Challenge: Reproduce word for word every line from the one containing "Check whether the field" down to the one containing "[[45, 151, 349, 195]]", including both of those lines, and nothing else.

Entries from a dataset:
★ ★ ★

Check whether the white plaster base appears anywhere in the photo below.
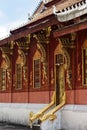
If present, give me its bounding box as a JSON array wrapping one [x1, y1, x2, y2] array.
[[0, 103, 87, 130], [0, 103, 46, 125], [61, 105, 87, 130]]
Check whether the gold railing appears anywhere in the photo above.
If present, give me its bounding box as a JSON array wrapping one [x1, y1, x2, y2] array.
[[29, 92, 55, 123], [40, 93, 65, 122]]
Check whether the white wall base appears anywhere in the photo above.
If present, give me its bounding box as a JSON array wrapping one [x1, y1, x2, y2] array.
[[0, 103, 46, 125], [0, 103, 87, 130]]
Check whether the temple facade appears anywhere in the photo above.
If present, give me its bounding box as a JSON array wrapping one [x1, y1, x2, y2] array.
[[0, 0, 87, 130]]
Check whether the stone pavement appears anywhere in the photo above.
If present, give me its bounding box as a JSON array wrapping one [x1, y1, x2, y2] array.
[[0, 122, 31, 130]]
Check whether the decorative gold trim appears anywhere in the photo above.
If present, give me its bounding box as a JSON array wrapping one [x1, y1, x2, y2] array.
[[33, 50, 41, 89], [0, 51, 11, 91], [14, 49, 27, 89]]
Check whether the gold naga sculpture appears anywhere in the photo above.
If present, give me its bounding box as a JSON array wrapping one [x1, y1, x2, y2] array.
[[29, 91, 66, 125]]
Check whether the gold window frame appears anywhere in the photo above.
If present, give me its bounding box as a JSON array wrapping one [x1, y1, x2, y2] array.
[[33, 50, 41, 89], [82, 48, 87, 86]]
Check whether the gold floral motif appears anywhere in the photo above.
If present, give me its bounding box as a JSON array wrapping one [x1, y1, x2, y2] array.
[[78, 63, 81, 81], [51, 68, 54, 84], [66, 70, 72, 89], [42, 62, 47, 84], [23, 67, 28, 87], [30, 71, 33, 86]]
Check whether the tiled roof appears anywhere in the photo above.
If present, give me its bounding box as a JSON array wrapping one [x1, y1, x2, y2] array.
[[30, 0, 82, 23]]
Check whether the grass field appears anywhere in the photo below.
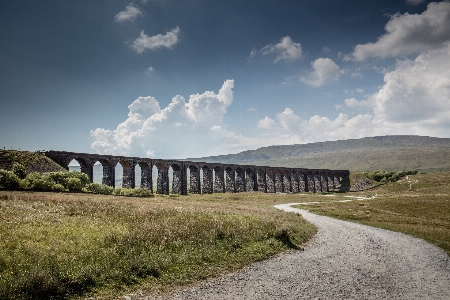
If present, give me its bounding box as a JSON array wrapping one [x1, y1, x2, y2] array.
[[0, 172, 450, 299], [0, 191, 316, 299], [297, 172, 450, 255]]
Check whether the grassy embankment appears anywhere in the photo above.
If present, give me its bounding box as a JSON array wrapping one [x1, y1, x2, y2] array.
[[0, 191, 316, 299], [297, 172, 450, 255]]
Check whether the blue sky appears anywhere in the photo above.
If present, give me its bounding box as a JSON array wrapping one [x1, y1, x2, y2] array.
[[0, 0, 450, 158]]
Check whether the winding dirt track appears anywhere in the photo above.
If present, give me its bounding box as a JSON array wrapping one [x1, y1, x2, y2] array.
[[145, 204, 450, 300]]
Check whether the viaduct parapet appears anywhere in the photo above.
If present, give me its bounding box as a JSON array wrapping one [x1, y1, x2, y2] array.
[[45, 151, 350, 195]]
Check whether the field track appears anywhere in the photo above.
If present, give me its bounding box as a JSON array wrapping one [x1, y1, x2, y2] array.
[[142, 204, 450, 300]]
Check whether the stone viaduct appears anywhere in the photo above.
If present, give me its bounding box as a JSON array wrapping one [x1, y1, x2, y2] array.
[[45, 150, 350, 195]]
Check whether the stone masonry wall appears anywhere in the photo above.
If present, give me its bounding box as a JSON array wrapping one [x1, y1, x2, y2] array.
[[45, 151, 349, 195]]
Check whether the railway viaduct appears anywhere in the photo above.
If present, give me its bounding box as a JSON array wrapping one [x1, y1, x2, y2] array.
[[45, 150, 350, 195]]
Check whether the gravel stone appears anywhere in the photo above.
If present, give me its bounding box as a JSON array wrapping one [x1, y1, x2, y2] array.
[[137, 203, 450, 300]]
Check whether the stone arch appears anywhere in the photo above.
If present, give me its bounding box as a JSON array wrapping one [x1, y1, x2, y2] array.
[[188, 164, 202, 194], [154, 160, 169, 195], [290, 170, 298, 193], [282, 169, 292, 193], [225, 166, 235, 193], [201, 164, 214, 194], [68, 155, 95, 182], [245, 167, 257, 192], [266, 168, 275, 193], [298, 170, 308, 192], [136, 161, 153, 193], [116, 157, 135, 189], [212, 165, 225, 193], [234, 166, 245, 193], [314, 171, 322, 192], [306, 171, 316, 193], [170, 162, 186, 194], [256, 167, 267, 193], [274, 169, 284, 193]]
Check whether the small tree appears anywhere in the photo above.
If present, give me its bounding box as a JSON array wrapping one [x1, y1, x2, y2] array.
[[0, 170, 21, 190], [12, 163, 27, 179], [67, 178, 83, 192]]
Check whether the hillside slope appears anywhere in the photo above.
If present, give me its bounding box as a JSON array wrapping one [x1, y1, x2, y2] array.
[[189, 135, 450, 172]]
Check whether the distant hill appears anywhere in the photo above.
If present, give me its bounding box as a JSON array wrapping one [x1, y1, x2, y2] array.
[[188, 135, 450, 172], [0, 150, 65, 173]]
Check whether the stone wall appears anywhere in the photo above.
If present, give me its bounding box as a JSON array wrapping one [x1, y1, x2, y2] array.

★ ★ ★

Answer to this task:
Check whether the field track appears anywhere in the photo above.
If present, give me its bounding box as a JSON array wrapping one [x1, y1, x2, y2] array.
[[142, 204, 450, 300]]
Check whether the stone viaduct appears anywhere in the photo above.
If present, give me its bounding box as a JSON array wrapping one [x1, y1, x2, y2] array.
[[45, 150, 350, 195]]
Check whether the stone masonry wall appears anywhere in the photo above.
If present, give me its bounding box as a JSON array wrapping one [x1, y1, x2, y2] array.
[[45, 151, 349, 195]]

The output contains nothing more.